## start Extract provided

Increasing Student Motivation
Teaching & Learning Guide
Welcome to the Teaching and Learning Guide for Increasing Student Motivation!
This guide includes tips and best practices designed to help you:
Differentiate between types of student motivation
Create a classroom environment where students are motivated
Make course content relevant to students
Apply strategies to help students develop a growth mindset
Provide motivating formative assessments
What Motivates Students?
Motivating students is one of the keys to student success in our courses. Ample research points to the importance of motivation to increase student success. In a research study, Susan Ambrose writes, “Students’ motivation determines, directs, and sustains what they do learn.”
Yet you may often find that yourstudents lack the motivation to engage with and complete coursework. We often focus on external factors that may affect student motivation, such as their phones, jobs, families, and lives outside the classroom. Although complex lives do indeed affect student motivation, we can only control how students feel while participating in our classes. Research indicates that motivation is not static. A student's motivation ebbs and flows throughout their education, and that means it can be impacted by our teaching practices.
As stated by Artze-Vega et al., “Research suggests that students are more likely to choose to learn something if they perceive the assignment as valuable or relevant, while their levels of engagement will be highest when they feel they can accomplish it successfully.” Several factors impact student motivation:
Environment
Choice
Mindset
Relevance
This guide will explore these four factors and provide specific tips to increase your students’ motivation.
Cultivating a Safe and Welcoming Environment
Students’ sense of belonging increases their motivation. Providing a safe and welcoming environment for students is crucial to motivating them (Ferrer et al.). How to create a safe and welcoming environment is more challenging to understand, although research points to several methods that could enhance students’ feelings of belonging in their courses. These methods include providing a range of opportunities for students to connect; building positive relationships; and setting guidelines that value autonomy.

## end Extract provided
## start Data extract

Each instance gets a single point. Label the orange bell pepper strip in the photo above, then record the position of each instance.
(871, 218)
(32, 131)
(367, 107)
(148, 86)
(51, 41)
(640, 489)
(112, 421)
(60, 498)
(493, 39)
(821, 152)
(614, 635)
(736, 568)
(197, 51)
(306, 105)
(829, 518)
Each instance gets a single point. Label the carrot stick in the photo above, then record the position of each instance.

## end Data extract

Task list:
A) In the guide on increasing student motivation, which factors does it name as affecting student motivation?
B) Extend the guide on increasing student motivation past its final sentence.
The rows aren't needed for what comes next.

Expected answers:
A) Environment, Choice, Mindset, Relevance

B)
Provide a range of opportunities for students to connect
The importance of inclusive and welcoming classroom environments is often cited as critical to student motivation. The key to creating a welcoming space is for students to feel connected to one another and to the course material (Patrick, Hisley, & Kempler, 2000). Instructors often offer ice-breaker activities at the beginning of a semester, but it may be helpful to do ice-breaker activities throughout the semester so that student connection is reinforced throughout a course. You can even solicit ideas from your students about ice-breaker questions or activities they’d like to do.
In face-to-face classes, connection may come more easily through the spontaneous interactions students have with each other, such as asking someone to borrow a pencil. In online courses, these opportunities must be more intentionally cultivated by the instructor. A simple way to encourage student connection in either online or face-to-face classes is encouraging students to exchange phone numbers or email addresses with another student or a couple of students in class. You can structure this method around study or support groups. At the beginning of the semester, you can either assign groups or ask students to choose their own so that they have a “buddy” with whom to work through difficult ideas, ask about missed classes, or share thoughts about the course.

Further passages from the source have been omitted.